[What this task involves]
Copy the passage on herbs and diabetes medications word for word, starting at "Type 2 diabetics" and ending at "thereby lowering blood sugar.".

Type 1 diabetics cannot produce any insulin from the pancreatic cells, so they must take injections of insulin daily, usually from a bovine source.
Type 2 diabetics either do not produce enough insulin and must take medication that boosts insulin production, or they suffer from insulin resistance, where the insulin transport system cannot efficiently deliver the glucose out of the blood stream and into the body’s cells. These diabetics may be taking medications that stimulate the pancreas to produce more insulin, medications that increase the insulin’s ability to transport the glucose into the blood, and drugs that inhibit certain digestive processes, such as slowing gastric emptying to reduce carbohydrate load into the blood, thereby lowering blood sugar.
Because the goal of diabetes medications is to reduce the amount of glucose circulating in the blood, taking an herbal supplement that raises blood sugar is contraindicated. These herbs include celery seed, bupleurum, gotu kola and rosemary. They inhibit the pancreatic cells’ ability to release insulin, resulting in high blood sugar. Glucosamine, often used for arthritis inflammation and pain, is also known to raise blood-sugar levels and worsen insulin resistance.
Some herbs are recommended for diabetic patients as a natural method of lowering blood sugar. They work by a variety of methods, including increasing insulin secretion, enhancing the uptake of glucose by body tissue, and inhibiting glucose from being absorbed in the intestine. Patients who are already taking prescribed medications should not use these herbal supplements without being monitored by a doctor because of the risk of hypoglycemia (dangerously low blood sugar). These herbs include all forms of ginseng, ginger, bitter melon, aloe vera and prickly pear.
Any herb that thins the blood is not recommended for patients taking common types of diabetic medications known as sulfonylureas, which includes Glucotrol, Glyburide and Amaryl. Examples of blood-thinning herbs include horse chestnut seed, visnaga, sweet woodruff, bedstraw, sweet clover and red clover. The compounds in these herbs, particularly coumarin, increase the metabolism of the sulfonylurea medications in the liver, making them less effective at lowering blood sugar.
Salicylates are compounds used in anti-inflammatory medications such as aspirin. Some herbal products act like salicylates and can interfere with the action of diabetic medications by disrupting the chemical structure of the drug. Salicylate-containing herbs include sweet birch, white birch, meadowsweet, wintergreen, balsam poplar, black poplar, balm of Gilead, white willow and black haw.

[Records shown]

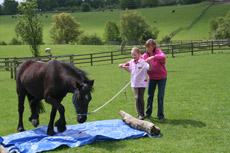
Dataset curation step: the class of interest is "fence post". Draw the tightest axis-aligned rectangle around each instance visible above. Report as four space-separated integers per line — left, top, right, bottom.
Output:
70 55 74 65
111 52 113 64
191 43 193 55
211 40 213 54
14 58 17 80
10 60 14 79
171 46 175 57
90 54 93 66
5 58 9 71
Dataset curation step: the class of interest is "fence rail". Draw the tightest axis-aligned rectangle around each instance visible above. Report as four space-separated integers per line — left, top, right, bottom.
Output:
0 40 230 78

---

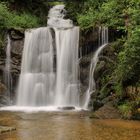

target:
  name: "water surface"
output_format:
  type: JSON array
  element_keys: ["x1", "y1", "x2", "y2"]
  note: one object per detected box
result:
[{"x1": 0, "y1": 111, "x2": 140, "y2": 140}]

[Finished exercise]
Type 2 diabetics either do not produce enough insulin and must take medication that boosts insulin production, or they suffer from insulin resistance, where the insulin transport system cannot efficiently deliver the glucose out of the blood stream and into the body’s cells. These diabetics may be taking medications that stimulate the pancreas to produce more insulin, medications that increase the insulin’s ability to transport the glucose into the blood, and drugs that inhibit certain digestive processes, such as slowing gastric emptying to reduce carbohydrate load into the blood, thereby lowering blood sugar.